_Quoted text_
--- START ---

Turning to the evidentiary question, plaintiffs argue that they have both direct evidence and unambiguous circumstantial evidence of the alleged conspiracy and, as such, that the concerns expressed in Matsushita are absent here. Plaintiffs advance the following as direct evidence: (1) the eyewitness testimony of Tamim Shansab; (2) the eyewitness testimony of Walter "Wes" Simmons; (3) the eyewitness testimony of George Zeigler; and (4) minutes from MBUSA meetings with its dealers. Shansab, the dealer principal of the Coast Automotive Group and a participant in the early Sheft Kahn meetings, testified in his deposition that "[t]here was a collective agreement among the dealers to increase transaction prices" and that the Sheft Kahn meetings "were nothing but to get together and fix prices." (Corrigan Cert. Ex. 32 at 990, 969.) Shansab testified that MBUSA personnel attended at least two meetings of the group and that MBUSA Market Manager Ed Chmielewski told Shansab that he was "required" to attend the Sheft Kahn meetings and submit confidential dealer financial information for distribution to the other dealers. (Cooper Cert. Ex. 44 at 913.) Shansab also testified that MBUSA Market Manager Joe Kurp threatened to reduce Shansab's supply of E-Class automobiles if he priced them too aggressively because the dealers had agreed not to discount them and the dealers were upset with Shansab's earlier discounting. (Corrigan Cert. Ex. 130 at 378.) Although MBUSA may dispute Shansab's testimony and his characterization of what took place at the Sheft Kahn meetings, if his testimony is accepted as true, an unlawful conspiracy involving at least some of the dealer-defendants will have been proven by direct evidence. Shansab's testimony also presents, at the very least, circumstantial evidence of MBUSA's involvement in the conspiracy. The Court must determine, then, whether that evidence tends to exclude the possibility of independent action on the part of MBUSA and is sufficiently unambiguous to survive the motion for summary judgment. Because MBUSA is situated differently from the other defendants by virtue of its vertical relationship with the dealers, an analysis of the proper legal treatment of MBUSA is prerequisite to the analysis.

--- END ---

_Record excerpts_
--- START ---

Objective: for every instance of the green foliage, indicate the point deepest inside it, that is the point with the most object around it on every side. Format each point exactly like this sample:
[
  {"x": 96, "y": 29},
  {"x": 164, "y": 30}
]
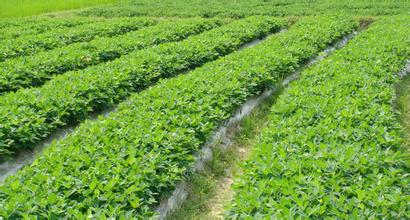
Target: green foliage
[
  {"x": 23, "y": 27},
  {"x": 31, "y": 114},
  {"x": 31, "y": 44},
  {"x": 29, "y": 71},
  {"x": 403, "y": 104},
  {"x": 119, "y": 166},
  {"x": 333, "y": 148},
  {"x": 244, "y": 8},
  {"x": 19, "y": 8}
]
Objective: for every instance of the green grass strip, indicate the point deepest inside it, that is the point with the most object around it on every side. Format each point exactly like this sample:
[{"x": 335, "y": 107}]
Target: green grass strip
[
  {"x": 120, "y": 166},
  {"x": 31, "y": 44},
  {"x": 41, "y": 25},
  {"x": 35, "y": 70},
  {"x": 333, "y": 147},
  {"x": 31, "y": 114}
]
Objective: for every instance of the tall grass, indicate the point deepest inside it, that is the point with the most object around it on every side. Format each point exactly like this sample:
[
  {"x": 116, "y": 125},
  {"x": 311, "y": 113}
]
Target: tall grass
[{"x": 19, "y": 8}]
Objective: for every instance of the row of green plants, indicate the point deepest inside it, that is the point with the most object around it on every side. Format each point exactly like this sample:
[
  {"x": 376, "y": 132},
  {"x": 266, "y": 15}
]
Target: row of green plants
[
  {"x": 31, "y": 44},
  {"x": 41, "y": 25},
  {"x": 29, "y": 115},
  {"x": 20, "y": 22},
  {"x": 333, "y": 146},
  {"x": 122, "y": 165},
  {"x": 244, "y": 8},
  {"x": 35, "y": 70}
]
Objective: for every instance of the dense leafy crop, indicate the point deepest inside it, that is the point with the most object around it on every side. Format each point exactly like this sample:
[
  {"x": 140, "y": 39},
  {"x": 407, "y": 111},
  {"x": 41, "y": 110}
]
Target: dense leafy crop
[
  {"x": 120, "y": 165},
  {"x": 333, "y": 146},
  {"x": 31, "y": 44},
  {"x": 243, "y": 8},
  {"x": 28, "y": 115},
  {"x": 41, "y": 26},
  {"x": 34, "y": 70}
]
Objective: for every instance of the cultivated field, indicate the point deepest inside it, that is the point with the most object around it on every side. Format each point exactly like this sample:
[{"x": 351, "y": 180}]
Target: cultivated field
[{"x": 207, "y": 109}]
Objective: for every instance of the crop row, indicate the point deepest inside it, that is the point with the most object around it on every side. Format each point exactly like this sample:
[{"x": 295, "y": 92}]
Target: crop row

--- END ---

_Required work_
a: Answer these questions about the court passage:
(i) Whose eyewitness testimony is listed third among the plaintiffs' direct evidence?
(ii) Of what group is Shansab the dealer principal?
(iii) Which MBUSA Market Manager did Shansab say threatened to reduce his supply of E-Class automobiles?
b: Extract every line of the records that contains the string "strip". Case counts.
The court passage and the records are unrelated material.

_Answer list_
a:
(i) George Zeigler
(ii) The Coast Automotive Group
(iii) Joe Kurp

b:
Objective: for every instance of the green grass strip, indicate the point deepest inside it, that is the point with the most object around it on every side. Format each point exactly like this sample:
Target: green grass strip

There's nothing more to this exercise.